- [Selected extract]
⁂

Reading the Social: Lenz, Moritz, Karsch
What does the “social” in the social history of literature mean today? This lecture will explore this question through readings and genre-historical reflections on the letter, the epistolary novel, on “prose,” and on the “psychological novel.”
[Was kann das ‘Soziale’ der Sozialgeschichte der Literatur heute sein? Der Vortrag diskutiert diese Frage anhand von Lektüren und gattungshistorischen Überlegungen zum Brief, Briefroman, zur ‘Prosa’ und zum ‘psychologischen Roman’]
Is there a ‘new social’ in the literary and media history of 18th century? And if this is the case, what would the ‘old social’ have been? I will discuss these questions by drawing on current research on collaborative writing and epistolary network cultures. By juxtaposing Karl Philipp Moritz’ highly canonized novel “Anton Reiser” with Anna Louisa Karsch’s letters as well as marginalized works subsumed as ‘prose’ by Jacob Michael Reinhold Lenz, this talk considers the significance of patronage in the history of modern authorship, and comes to the conclusion that the ‘new social’ is much more hierarchical and media-driven than the apologists of the ‘old social’ would imagine.

⁂

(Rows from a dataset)
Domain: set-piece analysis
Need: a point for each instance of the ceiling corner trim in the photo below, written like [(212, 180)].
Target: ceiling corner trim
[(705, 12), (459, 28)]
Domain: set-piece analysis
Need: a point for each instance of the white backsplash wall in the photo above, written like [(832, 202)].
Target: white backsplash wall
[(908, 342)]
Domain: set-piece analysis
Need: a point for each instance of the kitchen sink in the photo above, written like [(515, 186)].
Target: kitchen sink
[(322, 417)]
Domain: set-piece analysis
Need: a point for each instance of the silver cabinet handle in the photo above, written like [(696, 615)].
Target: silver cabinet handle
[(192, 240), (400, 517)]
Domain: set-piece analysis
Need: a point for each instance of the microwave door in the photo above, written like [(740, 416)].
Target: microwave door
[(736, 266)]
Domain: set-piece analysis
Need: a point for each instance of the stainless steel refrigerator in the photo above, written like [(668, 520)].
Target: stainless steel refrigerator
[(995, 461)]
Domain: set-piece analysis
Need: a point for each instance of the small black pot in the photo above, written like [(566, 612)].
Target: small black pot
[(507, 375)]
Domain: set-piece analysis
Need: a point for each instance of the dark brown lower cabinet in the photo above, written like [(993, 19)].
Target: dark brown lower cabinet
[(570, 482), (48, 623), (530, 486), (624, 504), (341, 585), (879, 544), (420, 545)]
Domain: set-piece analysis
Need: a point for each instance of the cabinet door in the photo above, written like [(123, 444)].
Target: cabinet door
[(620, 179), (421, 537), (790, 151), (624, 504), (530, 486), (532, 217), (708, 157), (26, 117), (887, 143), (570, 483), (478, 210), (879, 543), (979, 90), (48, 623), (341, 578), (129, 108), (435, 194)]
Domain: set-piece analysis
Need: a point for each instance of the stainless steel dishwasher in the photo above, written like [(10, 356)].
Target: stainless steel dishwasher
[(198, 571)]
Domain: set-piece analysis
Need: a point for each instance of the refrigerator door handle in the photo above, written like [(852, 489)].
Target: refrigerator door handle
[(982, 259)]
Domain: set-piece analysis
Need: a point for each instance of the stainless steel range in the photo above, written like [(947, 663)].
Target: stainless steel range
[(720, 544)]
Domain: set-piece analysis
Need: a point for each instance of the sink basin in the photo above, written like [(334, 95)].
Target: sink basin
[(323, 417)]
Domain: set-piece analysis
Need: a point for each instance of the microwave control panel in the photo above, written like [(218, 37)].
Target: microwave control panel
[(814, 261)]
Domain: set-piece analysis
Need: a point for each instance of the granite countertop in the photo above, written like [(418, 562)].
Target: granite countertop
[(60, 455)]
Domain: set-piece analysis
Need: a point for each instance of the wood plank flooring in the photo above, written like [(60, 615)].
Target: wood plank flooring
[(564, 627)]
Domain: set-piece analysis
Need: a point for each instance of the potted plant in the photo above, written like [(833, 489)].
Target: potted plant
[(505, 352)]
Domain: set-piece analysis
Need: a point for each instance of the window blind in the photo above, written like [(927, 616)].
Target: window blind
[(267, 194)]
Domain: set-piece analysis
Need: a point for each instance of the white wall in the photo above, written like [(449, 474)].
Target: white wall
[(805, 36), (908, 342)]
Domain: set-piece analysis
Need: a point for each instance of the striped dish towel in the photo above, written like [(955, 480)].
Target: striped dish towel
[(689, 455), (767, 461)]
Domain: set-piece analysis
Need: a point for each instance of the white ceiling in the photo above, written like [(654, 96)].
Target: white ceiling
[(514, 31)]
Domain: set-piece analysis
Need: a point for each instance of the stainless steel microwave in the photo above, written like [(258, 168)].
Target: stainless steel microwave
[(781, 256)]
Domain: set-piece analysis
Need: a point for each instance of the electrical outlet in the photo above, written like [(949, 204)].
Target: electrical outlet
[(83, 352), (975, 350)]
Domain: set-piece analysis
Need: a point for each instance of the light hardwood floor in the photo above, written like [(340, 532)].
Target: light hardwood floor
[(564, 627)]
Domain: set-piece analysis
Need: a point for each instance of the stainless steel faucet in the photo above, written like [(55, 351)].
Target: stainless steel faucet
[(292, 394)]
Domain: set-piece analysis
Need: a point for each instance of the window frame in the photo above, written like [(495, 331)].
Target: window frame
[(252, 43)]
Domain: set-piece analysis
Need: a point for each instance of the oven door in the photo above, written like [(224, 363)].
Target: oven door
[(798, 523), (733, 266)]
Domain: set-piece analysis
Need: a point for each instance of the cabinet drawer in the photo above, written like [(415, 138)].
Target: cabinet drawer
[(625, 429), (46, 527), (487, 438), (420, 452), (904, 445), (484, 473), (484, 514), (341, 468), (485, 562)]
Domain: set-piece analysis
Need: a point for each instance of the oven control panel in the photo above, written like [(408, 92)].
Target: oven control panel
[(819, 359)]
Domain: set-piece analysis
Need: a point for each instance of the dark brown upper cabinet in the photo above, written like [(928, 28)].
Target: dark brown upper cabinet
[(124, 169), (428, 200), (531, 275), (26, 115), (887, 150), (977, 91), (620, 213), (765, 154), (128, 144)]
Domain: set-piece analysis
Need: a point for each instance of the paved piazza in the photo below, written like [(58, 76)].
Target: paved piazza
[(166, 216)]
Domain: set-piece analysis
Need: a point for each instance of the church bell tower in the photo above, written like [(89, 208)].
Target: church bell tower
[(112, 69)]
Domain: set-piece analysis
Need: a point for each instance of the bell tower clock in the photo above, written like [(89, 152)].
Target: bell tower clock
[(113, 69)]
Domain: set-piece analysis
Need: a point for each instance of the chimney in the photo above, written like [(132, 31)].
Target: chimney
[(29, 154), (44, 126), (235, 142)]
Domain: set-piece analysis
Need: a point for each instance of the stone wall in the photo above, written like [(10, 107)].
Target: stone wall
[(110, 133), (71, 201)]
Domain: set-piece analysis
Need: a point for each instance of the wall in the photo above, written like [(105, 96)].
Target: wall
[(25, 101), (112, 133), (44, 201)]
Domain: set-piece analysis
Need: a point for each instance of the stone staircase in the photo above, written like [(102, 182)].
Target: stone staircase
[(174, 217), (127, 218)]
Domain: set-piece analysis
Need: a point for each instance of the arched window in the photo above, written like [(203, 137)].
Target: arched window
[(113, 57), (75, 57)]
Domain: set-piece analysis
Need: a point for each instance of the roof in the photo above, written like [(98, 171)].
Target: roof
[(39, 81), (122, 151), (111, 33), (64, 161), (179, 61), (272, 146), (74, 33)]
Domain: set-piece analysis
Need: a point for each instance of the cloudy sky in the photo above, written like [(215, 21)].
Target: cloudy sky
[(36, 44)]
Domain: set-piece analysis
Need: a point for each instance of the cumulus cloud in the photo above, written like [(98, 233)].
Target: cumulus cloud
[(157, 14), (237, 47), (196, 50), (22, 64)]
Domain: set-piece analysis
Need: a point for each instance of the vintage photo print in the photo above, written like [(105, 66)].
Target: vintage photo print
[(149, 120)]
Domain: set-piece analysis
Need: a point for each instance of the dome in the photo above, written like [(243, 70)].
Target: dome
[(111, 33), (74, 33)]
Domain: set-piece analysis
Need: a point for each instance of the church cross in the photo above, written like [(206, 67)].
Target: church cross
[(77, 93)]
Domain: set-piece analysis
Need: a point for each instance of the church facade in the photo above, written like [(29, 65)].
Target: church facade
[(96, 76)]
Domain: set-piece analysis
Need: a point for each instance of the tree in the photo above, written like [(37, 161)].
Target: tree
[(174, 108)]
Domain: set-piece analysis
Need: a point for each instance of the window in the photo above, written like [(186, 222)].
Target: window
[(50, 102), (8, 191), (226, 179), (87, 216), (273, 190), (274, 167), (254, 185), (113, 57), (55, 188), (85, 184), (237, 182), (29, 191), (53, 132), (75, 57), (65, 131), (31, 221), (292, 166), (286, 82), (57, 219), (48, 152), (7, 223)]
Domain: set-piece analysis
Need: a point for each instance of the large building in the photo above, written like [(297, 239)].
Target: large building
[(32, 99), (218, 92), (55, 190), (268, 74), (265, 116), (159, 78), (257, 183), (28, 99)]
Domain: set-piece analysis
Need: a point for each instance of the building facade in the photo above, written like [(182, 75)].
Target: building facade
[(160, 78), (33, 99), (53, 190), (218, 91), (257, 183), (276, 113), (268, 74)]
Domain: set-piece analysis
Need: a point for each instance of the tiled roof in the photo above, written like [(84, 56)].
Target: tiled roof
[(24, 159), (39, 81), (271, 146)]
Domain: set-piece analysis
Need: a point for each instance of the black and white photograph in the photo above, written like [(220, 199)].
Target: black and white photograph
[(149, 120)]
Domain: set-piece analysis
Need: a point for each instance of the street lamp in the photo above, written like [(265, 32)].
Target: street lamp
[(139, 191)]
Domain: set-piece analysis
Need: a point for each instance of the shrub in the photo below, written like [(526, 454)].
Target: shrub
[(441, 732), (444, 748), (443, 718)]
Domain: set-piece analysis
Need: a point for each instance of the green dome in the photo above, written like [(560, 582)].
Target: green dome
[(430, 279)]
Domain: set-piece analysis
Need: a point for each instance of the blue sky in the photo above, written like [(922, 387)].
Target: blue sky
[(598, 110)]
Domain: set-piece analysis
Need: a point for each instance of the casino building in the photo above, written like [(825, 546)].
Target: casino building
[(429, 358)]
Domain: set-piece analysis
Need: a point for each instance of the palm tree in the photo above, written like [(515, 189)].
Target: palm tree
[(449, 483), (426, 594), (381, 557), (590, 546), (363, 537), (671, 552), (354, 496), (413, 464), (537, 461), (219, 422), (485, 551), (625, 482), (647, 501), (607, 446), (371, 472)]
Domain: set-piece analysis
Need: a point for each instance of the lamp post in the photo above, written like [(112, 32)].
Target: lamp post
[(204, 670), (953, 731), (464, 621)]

⁂

- [Directive]
Return the lecture abstract on reading the social in Lenz, Moritz, and Karsch, repeating the whole text word for word.

- [Exercise answer]
Reading the Social: Lenz, Moritz, Karsch
What does the “social” in the social history of literature mean today? This lecture will explore this question through readings and genre-historical reflections on the letter, the epistolary novel, on “prose,” and on the “psychological novel.”
[Was kann das ‘Soziale’ der Sozialgeschichte der Literatur heute sein? Der Vortrag diskutiert diese Frage anhand von Lektüren und gattungshistorischen Überlegungen zum Brief, Briefroman, zur ‘Prosa’ und zum ‘psychologischen Roman’]
Is there a ‘new social’ in the literary and media history of 18th century? And if this is the case, what would the ‘old social’ have been? I will discuss these questions by drawing on current research on collaborative writing and epistolary network cultures. By juxtaposing Karl Philipp Moritz’ highly canonized novel “Anton Reiser” with Anna Louisa Karsch’s letters as well as marginalized works subsumed as ‘prose’ by Jacob Michael Reinhold Lenz, this talk considers the significance of patronage in the history of modern authorship, and comes to the conclusion that the ‘new social’ is much more hierarchical and media-driven than the apologists of the ‘old social’ would imagine.